----- Data in this exercise

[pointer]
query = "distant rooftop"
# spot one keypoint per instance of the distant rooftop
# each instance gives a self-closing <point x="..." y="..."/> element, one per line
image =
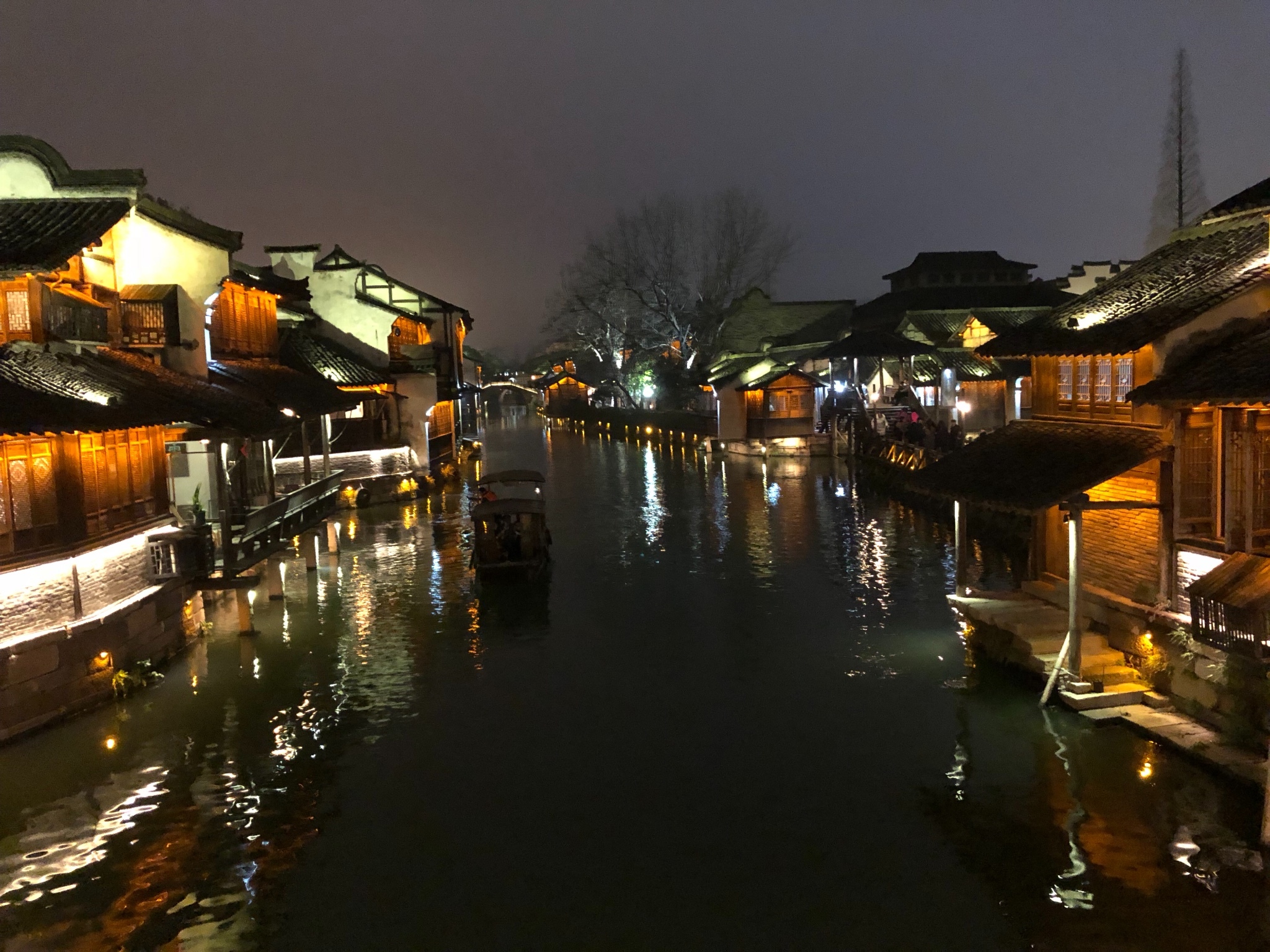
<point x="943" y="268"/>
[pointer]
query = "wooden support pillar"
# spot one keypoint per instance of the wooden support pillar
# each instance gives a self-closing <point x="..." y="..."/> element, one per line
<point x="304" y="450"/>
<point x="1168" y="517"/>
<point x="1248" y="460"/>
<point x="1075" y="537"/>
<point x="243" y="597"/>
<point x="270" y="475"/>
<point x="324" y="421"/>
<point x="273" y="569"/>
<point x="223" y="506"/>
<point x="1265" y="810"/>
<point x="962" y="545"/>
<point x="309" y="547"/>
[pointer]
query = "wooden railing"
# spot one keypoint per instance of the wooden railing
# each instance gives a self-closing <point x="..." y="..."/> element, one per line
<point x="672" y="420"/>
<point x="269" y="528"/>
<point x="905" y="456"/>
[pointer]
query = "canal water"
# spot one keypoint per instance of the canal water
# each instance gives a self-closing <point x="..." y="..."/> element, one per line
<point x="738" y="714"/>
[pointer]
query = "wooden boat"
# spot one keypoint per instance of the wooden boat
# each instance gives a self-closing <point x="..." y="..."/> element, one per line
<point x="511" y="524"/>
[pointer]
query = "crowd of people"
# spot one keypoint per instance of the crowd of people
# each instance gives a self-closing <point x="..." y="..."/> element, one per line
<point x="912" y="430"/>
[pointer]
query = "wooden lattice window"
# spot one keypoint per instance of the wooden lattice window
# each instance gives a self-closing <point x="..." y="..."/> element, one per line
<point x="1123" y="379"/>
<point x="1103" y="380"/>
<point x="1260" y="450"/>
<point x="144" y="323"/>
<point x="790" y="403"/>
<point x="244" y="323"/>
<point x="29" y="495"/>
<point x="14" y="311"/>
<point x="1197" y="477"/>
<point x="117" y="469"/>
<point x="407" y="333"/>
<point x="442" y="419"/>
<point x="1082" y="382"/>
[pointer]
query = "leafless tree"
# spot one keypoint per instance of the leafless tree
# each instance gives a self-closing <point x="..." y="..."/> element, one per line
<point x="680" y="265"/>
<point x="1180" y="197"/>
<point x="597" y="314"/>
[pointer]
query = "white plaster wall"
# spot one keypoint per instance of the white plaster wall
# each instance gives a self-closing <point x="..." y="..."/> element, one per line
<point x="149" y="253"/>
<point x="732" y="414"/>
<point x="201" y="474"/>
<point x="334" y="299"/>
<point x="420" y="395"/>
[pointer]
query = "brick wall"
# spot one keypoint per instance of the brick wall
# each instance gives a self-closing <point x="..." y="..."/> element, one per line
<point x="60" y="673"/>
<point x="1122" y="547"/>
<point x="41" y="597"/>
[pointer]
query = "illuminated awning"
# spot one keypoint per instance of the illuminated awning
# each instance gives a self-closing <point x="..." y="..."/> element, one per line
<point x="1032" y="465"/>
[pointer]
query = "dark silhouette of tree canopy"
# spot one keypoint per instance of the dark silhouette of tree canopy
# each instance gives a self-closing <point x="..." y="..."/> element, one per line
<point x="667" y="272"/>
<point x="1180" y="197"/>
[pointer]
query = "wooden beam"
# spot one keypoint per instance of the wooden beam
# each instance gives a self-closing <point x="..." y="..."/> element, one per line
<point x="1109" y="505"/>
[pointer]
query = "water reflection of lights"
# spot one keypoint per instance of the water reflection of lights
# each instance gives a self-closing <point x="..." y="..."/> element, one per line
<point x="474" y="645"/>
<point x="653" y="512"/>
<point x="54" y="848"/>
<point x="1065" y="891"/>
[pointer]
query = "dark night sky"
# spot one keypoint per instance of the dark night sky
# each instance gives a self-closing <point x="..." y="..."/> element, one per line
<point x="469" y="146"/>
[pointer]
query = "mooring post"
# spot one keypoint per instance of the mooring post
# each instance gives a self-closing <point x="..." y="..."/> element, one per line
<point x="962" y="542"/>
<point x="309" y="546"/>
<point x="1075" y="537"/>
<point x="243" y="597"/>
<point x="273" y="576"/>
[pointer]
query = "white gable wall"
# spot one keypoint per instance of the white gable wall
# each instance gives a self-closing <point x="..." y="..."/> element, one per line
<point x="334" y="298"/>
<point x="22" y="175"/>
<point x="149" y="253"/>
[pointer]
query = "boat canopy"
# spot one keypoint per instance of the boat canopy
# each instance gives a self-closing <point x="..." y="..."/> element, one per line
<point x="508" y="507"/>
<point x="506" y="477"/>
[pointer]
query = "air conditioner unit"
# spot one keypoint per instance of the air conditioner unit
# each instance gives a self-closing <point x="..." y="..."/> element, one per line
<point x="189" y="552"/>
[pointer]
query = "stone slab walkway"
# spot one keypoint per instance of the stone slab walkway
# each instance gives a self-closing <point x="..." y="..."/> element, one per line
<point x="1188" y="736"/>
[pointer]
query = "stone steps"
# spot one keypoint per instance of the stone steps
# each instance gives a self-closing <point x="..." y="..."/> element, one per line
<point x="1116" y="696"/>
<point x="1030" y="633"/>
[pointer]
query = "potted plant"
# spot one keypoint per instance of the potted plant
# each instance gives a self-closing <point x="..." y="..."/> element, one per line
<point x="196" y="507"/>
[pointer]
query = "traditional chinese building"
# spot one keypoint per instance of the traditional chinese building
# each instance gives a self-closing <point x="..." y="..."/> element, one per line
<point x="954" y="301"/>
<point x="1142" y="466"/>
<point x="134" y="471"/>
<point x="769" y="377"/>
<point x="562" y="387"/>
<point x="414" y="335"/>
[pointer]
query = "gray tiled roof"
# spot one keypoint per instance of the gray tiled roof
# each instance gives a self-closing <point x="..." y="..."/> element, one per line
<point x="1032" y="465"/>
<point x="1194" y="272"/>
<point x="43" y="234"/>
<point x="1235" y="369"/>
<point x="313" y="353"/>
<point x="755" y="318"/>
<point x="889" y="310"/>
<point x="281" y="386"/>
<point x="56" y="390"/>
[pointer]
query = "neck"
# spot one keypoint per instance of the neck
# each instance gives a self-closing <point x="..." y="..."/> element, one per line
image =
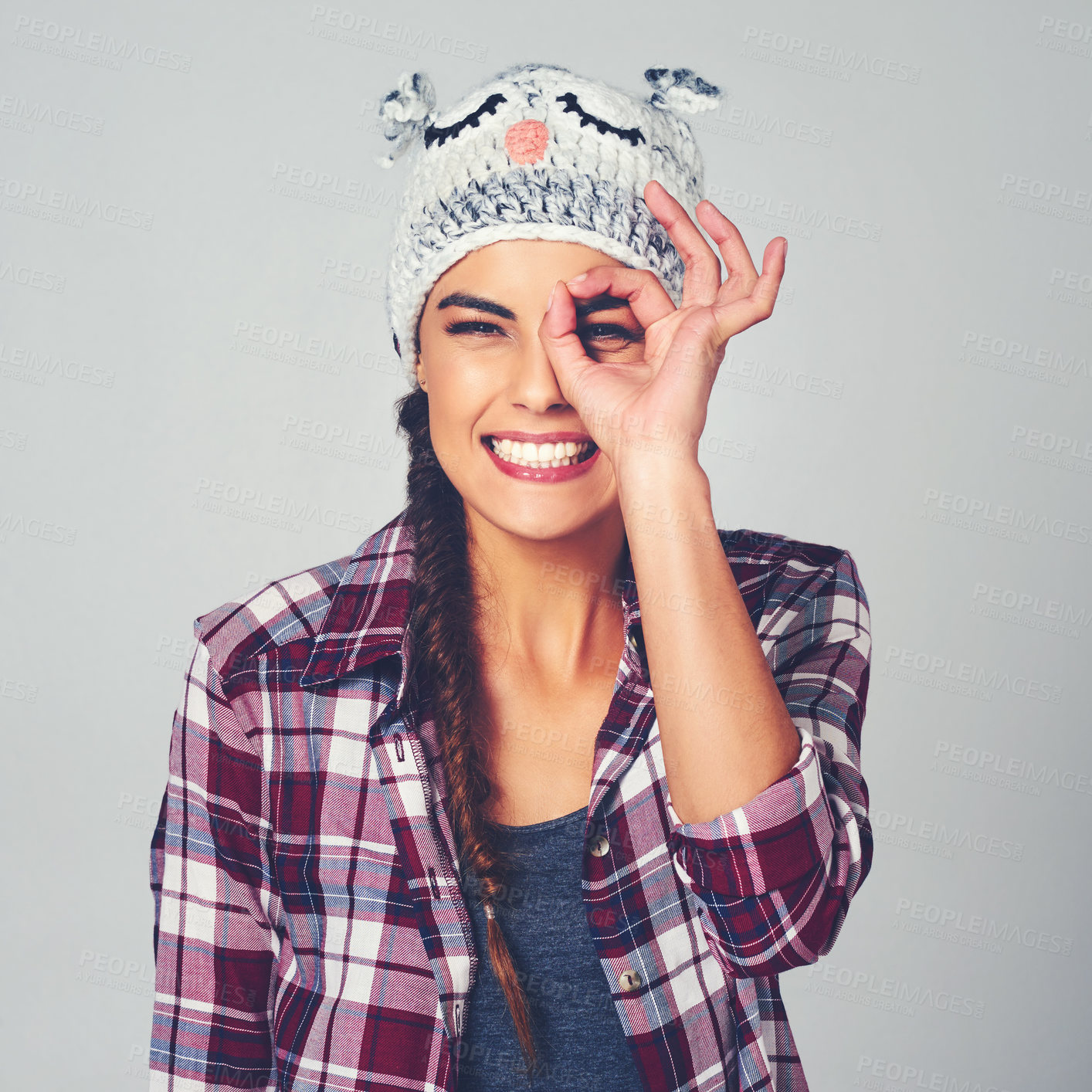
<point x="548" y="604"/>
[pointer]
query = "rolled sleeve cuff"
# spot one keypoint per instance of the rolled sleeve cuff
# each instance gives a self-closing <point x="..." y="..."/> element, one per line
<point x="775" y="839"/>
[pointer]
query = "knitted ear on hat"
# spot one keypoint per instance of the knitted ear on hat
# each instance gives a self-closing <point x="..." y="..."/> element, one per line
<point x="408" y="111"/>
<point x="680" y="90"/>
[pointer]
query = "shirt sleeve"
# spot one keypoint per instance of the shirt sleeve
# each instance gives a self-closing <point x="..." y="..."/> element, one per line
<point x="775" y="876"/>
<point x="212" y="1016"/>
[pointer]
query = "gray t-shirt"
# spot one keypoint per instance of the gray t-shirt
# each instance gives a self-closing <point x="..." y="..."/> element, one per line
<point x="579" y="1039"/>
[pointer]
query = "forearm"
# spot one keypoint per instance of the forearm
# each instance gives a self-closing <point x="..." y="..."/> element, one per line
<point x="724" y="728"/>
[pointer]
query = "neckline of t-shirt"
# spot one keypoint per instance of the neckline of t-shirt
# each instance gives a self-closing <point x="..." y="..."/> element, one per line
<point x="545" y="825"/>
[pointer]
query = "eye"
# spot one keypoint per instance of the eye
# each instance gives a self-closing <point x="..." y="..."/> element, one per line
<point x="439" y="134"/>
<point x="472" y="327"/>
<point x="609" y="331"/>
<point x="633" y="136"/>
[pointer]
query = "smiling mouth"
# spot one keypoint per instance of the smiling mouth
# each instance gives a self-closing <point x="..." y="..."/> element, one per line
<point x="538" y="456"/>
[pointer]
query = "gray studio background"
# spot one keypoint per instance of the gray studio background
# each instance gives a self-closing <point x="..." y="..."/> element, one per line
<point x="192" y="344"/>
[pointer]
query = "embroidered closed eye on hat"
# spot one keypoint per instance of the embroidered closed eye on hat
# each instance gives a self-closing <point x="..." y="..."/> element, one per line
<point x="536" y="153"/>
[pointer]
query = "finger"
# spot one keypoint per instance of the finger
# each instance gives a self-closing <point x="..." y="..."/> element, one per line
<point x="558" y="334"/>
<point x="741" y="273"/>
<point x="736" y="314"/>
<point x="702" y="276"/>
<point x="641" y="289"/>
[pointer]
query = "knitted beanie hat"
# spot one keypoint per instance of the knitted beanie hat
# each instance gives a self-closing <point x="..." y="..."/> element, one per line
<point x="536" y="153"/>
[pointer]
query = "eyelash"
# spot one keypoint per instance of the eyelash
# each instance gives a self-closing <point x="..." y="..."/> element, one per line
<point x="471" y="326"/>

----------

» **Requirement**
Count the lines in the listing above that contain the word "white", and reply with the number alone.

» **Output**
4